From the line containing "the bird's leg." through the last line below, copy every line exactly, leaving out the pictures.
Start of RECORDS PROVIDED
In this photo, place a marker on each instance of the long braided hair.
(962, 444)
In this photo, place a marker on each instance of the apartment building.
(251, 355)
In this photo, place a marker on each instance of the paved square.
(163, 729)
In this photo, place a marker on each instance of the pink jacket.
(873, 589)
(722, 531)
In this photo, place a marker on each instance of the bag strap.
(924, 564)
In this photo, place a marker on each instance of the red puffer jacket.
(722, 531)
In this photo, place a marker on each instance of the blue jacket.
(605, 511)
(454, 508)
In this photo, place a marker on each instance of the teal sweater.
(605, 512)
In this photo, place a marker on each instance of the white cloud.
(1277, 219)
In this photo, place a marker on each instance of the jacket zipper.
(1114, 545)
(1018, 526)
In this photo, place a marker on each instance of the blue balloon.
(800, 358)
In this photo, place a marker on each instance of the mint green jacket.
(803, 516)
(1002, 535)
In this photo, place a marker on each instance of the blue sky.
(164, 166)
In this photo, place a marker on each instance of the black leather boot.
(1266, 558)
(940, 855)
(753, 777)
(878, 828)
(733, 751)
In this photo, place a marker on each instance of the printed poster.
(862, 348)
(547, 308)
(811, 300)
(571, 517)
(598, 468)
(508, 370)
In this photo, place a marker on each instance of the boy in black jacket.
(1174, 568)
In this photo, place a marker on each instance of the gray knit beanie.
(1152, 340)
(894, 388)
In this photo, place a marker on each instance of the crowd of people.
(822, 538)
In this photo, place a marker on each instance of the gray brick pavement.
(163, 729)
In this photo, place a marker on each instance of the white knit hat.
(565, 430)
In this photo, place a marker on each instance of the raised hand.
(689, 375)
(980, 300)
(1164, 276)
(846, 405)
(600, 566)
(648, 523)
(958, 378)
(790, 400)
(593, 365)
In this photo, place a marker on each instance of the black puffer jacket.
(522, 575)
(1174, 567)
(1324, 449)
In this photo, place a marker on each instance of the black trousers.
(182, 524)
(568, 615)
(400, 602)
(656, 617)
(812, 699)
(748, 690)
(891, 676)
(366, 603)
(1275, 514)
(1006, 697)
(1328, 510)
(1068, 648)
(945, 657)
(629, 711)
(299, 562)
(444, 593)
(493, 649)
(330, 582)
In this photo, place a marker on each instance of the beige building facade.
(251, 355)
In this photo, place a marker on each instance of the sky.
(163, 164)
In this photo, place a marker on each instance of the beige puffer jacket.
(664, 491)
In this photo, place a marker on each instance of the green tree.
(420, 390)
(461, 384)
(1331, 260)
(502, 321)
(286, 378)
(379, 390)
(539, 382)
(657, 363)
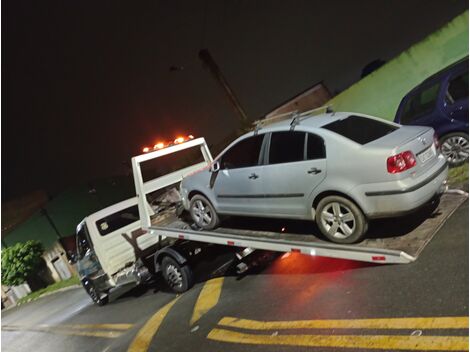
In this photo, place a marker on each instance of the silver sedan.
(338, 169)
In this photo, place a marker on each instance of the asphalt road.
(287, 302)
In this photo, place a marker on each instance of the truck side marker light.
(378, 257)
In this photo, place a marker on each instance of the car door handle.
(314, 170)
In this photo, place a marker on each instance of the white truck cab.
(111, 249)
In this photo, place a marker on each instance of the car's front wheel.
(340, 220)
(454, 146)
(203, 213)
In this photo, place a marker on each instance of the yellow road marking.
(65, 331)
(391, 323)
(143, 338)
(207, 299)
(421, 343)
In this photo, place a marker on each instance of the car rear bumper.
(394, 201)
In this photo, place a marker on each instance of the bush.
(20, 261)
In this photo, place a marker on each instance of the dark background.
(87, 84)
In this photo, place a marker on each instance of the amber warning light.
(161, 145)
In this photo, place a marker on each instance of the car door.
(456, 97)
(295, 166)
(237, 185)
(420, 108)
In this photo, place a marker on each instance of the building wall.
(380, 93)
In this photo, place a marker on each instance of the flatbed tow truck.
(397, 250)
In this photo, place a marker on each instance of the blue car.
(441, 102)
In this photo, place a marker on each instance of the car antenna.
(295, 120)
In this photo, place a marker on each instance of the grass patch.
(74, 280)
(458, 174)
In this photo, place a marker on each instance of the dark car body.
(441, 102)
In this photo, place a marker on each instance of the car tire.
(96, 296)
(340, 220)
(179, 278)
(203, 213)
(452, 146)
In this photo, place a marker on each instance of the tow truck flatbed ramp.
(403, 248)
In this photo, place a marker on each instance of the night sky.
(87, 84)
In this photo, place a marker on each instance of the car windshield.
(360, 129)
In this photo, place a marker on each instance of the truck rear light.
(401, 162)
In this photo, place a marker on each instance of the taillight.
(436, 140)
(401, 162)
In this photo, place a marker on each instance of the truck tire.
(340, 220)
(96, 296)
(178, 277)
(203, 213)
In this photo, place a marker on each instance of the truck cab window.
(83, 242)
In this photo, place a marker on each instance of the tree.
(20, 261)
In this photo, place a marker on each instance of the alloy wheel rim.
(202, 213)
(455, 149)
(338, 220)
(175, 278)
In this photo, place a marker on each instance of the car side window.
(243, 154)
(315, 147)
(286, 147)
(117, 220)
(420, 103)
(458, 88)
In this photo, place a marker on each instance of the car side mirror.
(215, 166)
(73, 258)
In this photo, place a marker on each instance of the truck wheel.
(178, 277)
(96, 296)
(340, 220)
(203, 213)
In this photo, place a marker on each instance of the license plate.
(427, 154)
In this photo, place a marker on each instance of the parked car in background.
(340, 169)
(441, 102)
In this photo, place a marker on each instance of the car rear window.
(360, 129)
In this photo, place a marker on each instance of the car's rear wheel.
(203, 213)
(340, 220)
(454, 146)
(178, 277)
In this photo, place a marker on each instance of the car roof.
(312, 121)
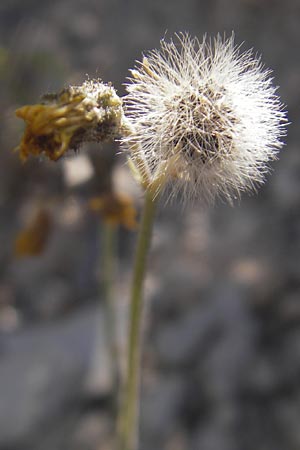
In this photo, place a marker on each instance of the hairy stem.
(128, 424)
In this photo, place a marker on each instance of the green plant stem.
(128, 423)
(110, 233)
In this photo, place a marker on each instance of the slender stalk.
(128, 423)
(110, 232)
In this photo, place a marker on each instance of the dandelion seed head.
(205, 118)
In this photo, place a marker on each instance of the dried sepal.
(91, 112)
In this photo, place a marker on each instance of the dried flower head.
(204, 118)
(91, 112)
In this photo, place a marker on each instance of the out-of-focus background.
(222, 347)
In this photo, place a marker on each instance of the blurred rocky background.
(222, 348)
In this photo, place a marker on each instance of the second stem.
(128, 439)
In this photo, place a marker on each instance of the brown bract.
(91, 112)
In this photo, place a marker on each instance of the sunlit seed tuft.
(205, 118)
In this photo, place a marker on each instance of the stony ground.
(222, 348)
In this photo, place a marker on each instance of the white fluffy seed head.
(205, 118)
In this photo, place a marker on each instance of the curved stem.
(128, 424)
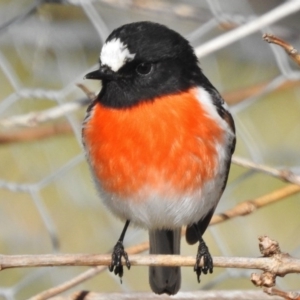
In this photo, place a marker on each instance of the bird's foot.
(207, 261)
(116, 260)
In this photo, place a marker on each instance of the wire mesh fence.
(48, 201)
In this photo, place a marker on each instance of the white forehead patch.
(115, 54)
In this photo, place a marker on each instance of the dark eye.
(144, 68)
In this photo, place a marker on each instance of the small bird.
(159, 140)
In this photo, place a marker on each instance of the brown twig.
(250, 206)
(283, 266)
(289, 49)
(286, 295)
(35, 118)
(90, 273)
(241, 209)
(284, 175)
(35, 133)
(185, 295)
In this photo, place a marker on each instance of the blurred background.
(48, 203)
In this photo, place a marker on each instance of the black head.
(141, 61)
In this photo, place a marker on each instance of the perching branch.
(283, 266)
(249, 206)
(241, 209)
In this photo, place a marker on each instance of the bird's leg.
(202, 252)
(119, 252)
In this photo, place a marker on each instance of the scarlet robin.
(159, 141)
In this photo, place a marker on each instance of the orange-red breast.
(159, 140)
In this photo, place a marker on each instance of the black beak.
(104, 73)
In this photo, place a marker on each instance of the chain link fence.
(47, 198)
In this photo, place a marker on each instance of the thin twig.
(35, 133)
(286, 295)
(186, 295)
(35, 118)
(241, 209)
(289, 49)
(84, 276)
(237, 34)
(284, 266)
(249, 206)
(285, 175)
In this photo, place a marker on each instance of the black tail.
(165, 279)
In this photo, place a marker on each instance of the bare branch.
(34, 118)
(282, 266)
(187, 295)
(234, 35)
(289, 49)
(283, 294)
(84, 276)
(250, 206)
(285, 175)
(241, 209)
(35, 133)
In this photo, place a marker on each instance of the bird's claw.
(116, 260)
(207, 261)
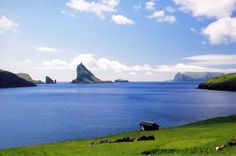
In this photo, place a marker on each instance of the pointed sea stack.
(86, 76)
(48, 80)
(27, 77)
(8, 80)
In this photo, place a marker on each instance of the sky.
(141, 40)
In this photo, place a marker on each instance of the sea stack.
(86, 76)
(48, 80)
(8, 80)
(27, 77)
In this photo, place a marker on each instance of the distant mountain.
(195, 76)
(8, 79)
(48, 80)
(226, 83)
(27, 77)
(86, 76)
(121, 81)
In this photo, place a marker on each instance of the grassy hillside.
(226, 82)
(199, 138)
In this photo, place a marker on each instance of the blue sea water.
(50, 113)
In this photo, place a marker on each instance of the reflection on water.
(50, 113)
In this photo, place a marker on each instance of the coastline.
(165, 138)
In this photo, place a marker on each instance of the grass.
(195, 139)
(226, 82)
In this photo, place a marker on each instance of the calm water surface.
(50, 113)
End of RECORDS PROVIDED
• ANSWER BELOW:
In this photo, place a marker on each instance of the bird's leg.
(202, 252)
(119, 252)
In this photo, place a marker on each instance of the scarlet robin.
(159, 141)
In this photo, place a marker on each instance of the orange-red breast.
(159, 140)
In this photo, place a marker on each instance of the black beak.
(104, 73)
In this photo, place a marker on each instance of the chain link fence.
(47, 198)
In this photo, place a marker on each instance of the thin twig.
(35, 133)
(286, 295)
(186, 295)
(35, 118)
(241, 209)
(289, 49)
(84, 276)
(237, 34)
(284, 266)
(249, 206)
(285, 175)
In this photo, place a marker on each instance of the black tail.
(165, 279)
In this photo, place a marker on each instance of the bare branch.
(34, 118)
(282, 266)
(187, 295)
(234, 35)
(289, 49)
(283, 294)
(84, 276)
(250, 206)
(285, 175)
(241, 209)
(35, 133)
In this photo, place a marker on each instance of the bird's claw.
(116, 260)
(207, 261)
In this photo, place a marker on each instance of the pointed sea stack.
(86, 76)
(48, 80)
(27, 77)
(8, 80)
In this photo, place a marker on each instance of the sky.
(141, 40)
In this photo, place a marker on each instance of the sea stack.
(86, 76)
(48, 80)
(8, 80)
(27, 77)
In this photo, place a marker on each instance of the distant mountain.
(195, 76)
(8, 79)
(48, 80)
(226, 83)
(27, 77)
(86, 76)
(121, 81)
In this photo, place a marker on each instance of the grassy hillside.
(226, 82)
(199, 138)
In this photo, place a marker on each instance of the blue sea water.
(50, 113)
In this photo, place a marker on each instance of the reflection on water.
(50, 113)
In this photo, place a marker on each instance of the coastline.
(165, 138)
In this photo, place a marker on each instance of the grass.
(195, 139)
(226, 82)
In this photo, place a marker on each instance of the calm water surface.
(50, 113)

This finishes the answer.